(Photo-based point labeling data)
/---
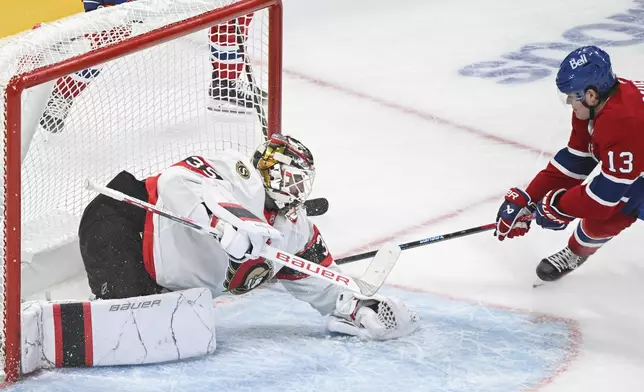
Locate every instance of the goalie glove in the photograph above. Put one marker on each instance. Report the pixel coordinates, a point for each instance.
(372, 318)
(248, 241)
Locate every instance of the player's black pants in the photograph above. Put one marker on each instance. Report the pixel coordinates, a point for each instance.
(111, 244)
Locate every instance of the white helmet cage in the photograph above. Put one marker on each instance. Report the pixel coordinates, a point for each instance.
(287, 170)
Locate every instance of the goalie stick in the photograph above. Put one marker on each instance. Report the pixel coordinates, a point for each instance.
(430, 240)
(368, 284)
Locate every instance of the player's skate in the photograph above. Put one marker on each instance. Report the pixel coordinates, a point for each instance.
(53, 118)
(556, 266)
(232, 96)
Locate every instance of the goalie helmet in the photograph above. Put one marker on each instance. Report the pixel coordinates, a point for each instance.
(287, 170)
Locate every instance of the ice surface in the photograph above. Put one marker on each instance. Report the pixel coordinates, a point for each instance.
(269, 341)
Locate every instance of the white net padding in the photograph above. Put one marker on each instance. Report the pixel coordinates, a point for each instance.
(141, 112)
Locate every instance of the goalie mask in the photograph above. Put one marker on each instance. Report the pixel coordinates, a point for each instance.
(287, 170)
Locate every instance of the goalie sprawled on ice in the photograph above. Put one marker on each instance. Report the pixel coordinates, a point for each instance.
(158, 276)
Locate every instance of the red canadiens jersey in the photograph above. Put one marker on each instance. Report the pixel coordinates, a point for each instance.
(614, 139)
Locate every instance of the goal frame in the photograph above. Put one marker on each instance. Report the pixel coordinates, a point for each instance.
(12, 137)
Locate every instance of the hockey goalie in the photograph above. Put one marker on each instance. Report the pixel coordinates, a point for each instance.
(154, 278)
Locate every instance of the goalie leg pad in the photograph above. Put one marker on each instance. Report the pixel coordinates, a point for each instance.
(130, 331)
(372, 318)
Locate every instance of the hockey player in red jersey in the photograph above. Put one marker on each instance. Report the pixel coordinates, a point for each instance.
(227, 89)
(607, 128)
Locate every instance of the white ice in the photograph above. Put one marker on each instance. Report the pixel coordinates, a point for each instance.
(406, 148)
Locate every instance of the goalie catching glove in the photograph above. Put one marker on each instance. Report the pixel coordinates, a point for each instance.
(247, 241)
(372, 318)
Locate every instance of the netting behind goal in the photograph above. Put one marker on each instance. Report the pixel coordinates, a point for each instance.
(133, 87)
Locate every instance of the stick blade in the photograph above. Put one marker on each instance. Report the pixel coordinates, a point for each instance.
(379, 269)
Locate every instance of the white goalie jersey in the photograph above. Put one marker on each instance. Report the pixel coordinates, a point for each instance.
(179, 258)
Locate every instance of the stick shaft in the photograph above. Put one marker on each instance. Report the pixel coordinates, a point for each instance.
(423, 242)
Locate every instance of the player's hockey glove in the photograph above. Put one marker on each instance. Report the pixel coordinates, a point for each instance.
(548, 215)
(247, 242)
(372, 318)
(509, 224)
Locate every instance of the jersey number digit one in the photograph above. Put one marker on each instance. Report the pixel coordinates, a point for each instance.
(627, 162)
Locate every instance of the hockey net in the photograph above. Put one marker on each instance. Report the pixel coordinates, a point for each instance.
(136, 81)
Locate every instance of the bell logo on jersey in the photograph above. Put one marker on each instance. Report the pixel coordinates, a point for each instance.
(574, 63)
(512, 195)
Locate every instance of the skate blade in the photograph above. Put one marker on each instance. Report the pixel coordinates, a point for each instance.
(538, 283)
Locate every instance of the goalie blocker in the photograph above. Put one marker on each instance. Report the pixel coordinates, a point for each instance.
(131, 331)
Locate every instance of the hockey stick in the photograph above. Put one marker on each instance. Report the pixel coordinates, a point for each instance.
(430, 240)
(368, 284)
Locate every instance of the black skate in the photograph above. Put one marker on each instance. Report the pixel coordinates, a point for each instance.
(560, 264)
(56, 111)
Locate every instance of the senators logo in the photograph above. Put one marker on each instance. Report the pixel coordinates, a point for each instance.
(243, 277)
(242, 170)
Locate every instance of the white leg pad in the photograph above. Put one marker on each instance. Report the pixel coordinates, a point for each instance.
(131, 331)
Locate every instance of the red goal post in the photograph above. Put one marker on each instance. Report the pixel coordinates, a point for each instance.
(14, 116)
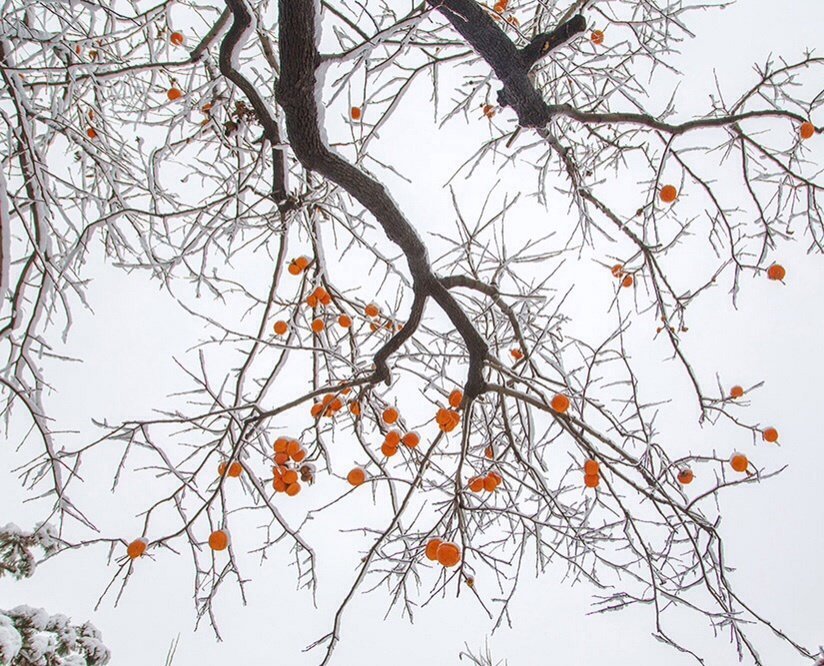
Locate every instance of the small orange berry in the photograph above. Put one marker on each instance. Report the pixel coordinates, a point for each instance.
(770, 435)
(668, 193)
(776, 272)
(432, 549)
(411, 440)
(356, 476)
(219, 540)
(449, 554)
(456, 398)
(560, 403)
(807, 130)
(136, 548)
(739, 462)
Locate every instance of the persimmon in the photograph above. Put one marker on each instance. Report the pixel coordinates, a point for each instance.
(770, 435)
(456, 398)
(806, 130)
(136, 548)
(449, 554)
(776, 272)
(219, 540)
(432, 549)
(560, 403)
(668, 193)
(356, 476)
(739, 462)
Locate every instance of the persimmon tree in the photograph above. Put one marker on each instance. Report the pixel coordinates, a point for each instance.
(241, 155)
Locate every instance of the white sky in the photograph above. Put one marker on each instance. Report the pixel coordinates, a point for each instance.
(774, 532)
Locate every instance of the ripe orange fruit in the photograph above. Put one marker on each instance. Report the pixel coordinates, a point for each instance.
(432, 549)
(219, 540)
(770, 435)
(411, 440)
(807, 130)
(685, 476)
(449, 554)
(136, 548)
(560, 403)
(356, 476)
(456, 398)
(739, 462)
(668, 193)
(776, 272)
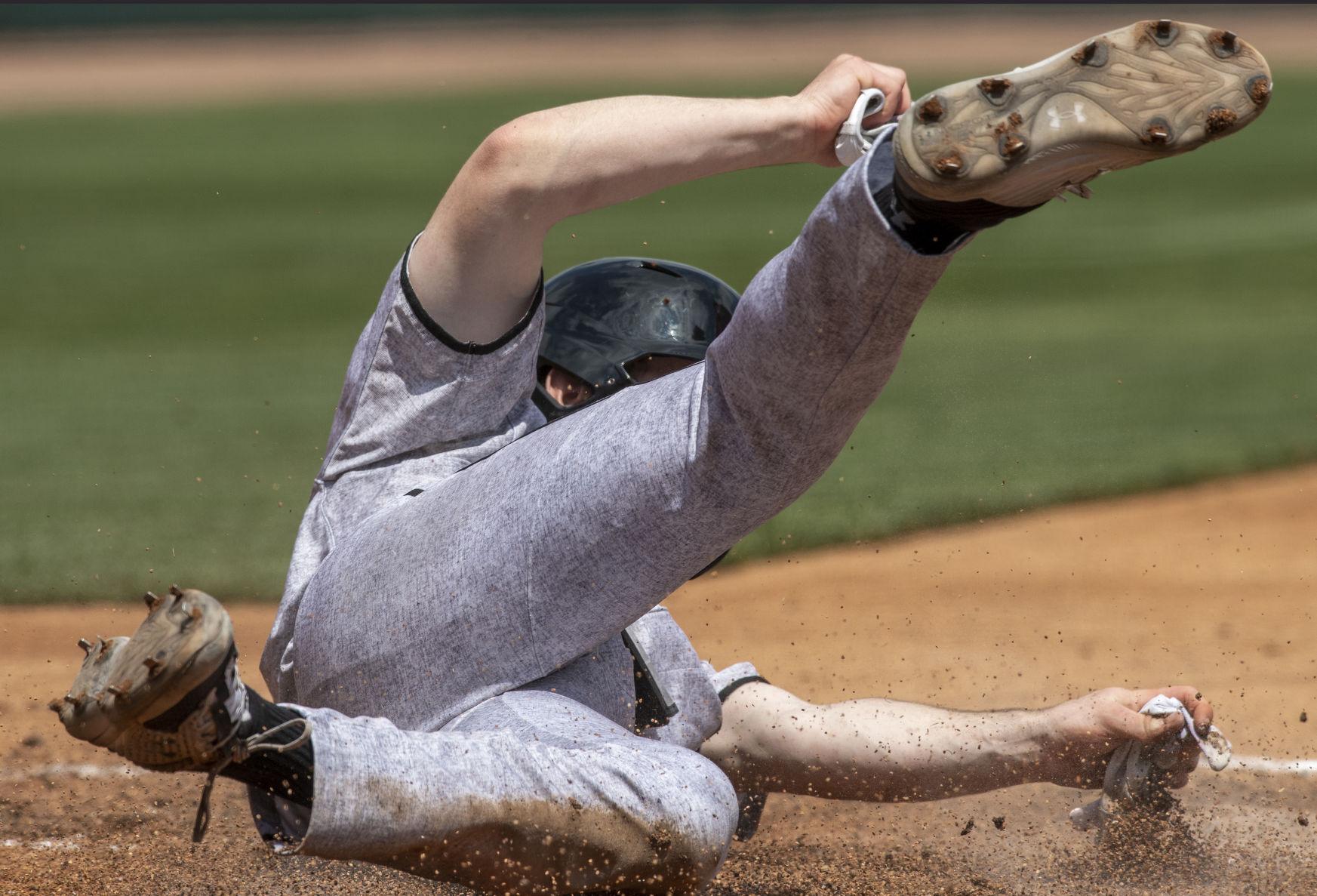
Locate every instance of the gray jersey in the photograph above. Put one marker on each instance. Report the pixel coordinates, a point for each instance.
(419, 408)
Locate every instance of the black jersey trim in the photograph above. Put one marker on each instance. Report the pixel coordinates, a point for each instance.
(445, 337)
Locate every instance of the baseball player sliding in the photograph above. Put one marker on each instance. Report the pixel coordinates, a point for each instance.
(475, 679)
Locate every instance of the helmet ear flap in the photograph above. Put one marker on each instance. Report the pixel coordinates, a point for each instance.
(602, 316)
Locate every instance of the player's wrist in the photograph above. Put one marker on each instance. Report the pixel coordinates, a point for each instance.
(1020, 742)
(790, 129)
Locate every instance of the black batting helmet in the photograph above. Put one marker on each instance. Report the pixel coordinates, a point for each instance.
(605, 316)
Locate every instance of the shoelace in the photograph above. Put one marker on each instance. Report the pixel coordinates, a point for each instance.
(242, 749)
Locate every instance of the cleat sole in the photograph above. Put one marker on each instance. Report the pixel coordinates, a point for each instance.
(1146, 91)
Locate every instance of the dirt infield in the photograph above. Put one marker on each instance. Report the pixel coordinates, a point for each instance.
(1212, 585)
(220, 66)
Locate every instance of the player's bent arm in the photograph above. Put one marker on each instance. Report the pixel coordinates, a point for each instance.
(478, 260)
(885, 750)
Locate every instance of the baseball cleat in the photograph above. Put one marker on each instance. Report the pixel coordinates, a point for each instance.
(169, 697)
(1134, 95)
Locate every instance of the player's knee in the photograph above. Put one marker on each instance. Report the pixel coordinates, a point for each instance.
(691, 820)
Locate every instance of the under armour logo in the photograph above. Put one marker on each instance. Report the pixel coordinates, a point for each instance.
(1057, 116)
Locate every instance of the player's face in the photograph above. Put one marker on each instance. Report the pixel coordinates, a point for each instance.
(569, 390)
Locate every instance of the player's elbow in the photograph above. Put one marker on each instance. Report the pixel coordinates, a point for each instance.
(519, 168)
(509, 165)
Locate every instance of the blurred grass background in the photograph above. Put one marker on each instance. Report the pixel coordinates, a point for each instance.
(182, 289)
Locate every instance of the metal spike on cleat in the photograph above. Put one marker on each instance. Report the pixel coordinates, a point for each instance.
(1094, 54)
(1260, 90)
(1158, 134)
(949, 165)
(995, 88)
(1012, 145)
(931, 109)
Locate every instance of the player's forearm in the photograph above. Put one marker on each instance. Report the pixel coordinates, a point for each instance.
(574, 159)
(883, 750)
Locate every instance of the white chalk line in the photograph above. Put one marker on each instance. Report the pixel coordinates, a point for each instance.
(88, 771)
(85, 771)
(93, 771)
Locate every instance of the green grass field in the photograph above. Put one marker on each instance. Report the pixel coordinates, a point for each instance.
(180, 291)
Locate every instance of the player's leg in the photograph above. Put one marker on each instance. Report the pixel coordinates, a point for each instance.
(527, 792)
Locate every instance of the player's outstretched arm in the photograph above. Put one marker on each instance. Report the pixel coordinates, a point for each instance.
(477, 263)
(885, 750)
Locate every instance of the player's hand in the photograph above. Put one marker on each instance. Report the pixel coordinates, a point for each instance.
(827, 100)
(1082, 734)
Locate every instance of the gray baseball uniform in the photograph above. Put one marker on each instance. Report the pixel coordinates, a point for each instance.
(452, 614)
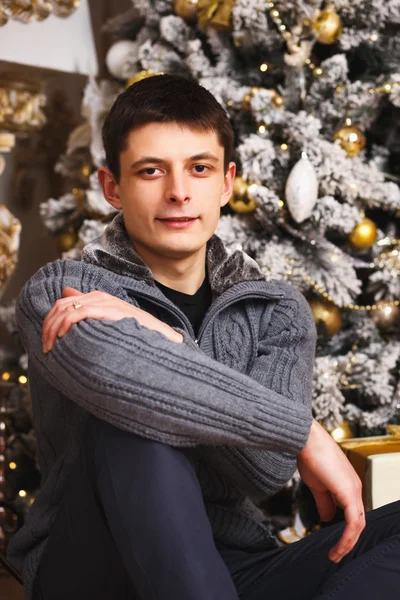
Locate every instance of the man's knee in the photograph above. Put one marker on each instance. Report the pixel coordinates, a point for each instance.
(145, 453)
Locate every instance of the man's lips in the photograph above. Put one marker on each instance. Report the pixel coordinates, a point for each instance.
(177, 219)
(178, 222)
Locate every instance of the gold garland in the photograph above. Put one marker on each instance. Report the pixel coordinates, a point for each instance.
(361, 307)
(292, 43)
(35, 10)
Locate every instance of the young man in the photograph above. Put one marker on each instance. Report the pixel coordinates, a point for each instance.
(171, 387)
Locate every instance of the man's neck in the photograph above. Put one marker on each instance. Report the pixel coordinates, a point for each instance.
(183, 275)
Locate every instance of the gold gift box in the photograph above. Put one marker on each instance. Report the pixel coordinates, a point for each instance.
(375, 470)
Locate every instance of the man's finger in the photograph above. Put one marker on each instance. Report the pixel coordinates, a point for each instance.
(71, 292)
(355, 523)
(325, 504)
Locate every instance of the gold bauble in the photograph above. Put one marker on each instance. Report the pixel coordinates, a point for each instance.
(327, 27)
(352, 139)
(386, 317)
(141, 75)
(247, 97)
(342, 432)
(67, 240)
(328, 313)
(186, 9)
(277, 99)
(364, 234)
(242, 202)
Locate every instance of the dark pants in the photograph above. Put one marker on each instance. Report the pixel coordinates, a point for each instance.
(132, 525)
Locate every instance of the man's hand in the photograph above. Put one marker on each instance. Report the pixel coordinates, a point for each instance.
(96, 305)
(331, 478)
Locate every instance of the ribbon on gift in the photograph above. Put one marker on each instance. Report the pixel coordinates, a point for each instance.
(376, 460)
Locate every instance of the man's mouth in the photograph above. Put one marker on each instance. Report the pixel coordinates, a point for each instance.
(178, 219)
(178, 222)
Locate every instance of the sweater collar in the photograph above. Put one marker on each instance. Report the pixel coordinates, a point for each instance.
(114, 251)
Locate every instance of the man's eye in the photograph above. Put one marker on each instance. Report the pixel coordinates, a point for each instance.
(201, 168)
(149, 171)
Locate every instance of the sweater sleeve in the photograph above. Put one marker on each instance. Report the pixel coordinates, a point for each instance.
(138, 380)
(262, 473)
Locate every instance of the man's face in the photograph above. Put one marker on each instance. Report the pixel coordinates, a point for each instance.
(170, 171)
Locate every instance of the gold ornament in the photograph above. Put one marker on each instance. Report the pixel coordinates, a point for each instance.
(389, 258)
(328, 313)
(385, 318)
(242, 202)
(364, 234)
(186, 9)
(141, 75)
(276, 98)
(217, 13)
(327, 27)
(37, 10)
(352, 139)
(7, 141)
(21, 106)
(342, 432)
(67, 240)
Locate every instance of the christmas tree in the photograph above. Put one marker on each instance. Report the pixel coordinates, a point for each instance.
(313, 93)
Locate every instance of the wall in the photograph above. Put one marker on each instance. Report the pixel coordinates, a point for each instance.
(37, 246)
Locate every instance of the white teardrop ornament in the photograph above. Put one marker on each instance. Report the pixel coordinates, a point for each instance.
(301, 189)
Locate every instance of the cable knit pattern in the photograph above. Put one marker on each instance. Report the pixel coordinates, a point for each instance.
(241, 400)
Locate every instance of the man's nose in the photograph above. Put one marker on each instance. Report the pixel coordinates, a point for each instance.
(178, 187)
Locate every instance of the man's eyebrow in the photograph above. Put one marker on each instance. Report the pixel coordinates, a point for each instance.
(158, 161)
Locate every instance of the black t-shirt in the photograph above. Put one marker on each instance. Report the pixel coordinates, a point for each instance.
(193, 305)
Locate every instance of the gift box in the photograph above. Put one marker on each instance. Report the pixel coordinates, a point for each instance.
(377, 462)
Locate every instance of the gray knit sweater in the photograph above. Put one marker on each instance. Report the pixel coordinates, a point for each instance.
(240, 394)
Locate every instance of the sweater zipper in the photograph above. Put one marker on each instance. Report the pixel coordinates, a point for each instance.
\---
_What the task asks:_ Begin with the line that contains "Locate every instance of the man's nose" and set down each line exactly until the records above end, including the final line.

_Output for this exercise:_
Locate every instance of the man's nose in the photograph above. Put one marker on each instance. Report the pixel coordinates, a point for each instance.
(178, 187)
Locate every instance of the man's eyebrow in the photograph above. Put one marker on each instance. Report the pixel coordinates, a point for each instance.
(158, 161)
Locate every instance of the black t-shirt in the photograph above. Put one marker on each instance. Report the pixel coordinates, a point for each instance.
(193, 305)
Locate every instance of the gift box in the photograph above. Put one marker on each instance. Report the pixel coordinates, a point for each instance.
(377, 462)
Locate every instance of the gray knit sweater in the photograph above. Put one marker on each instance. Report the pixel coordinates, a point for each instance.
(240, 394)
Locate every instance of the sweater zipper in the photograph above. Put one marker on each instance. Report the pixel coordinates, a point for each instance.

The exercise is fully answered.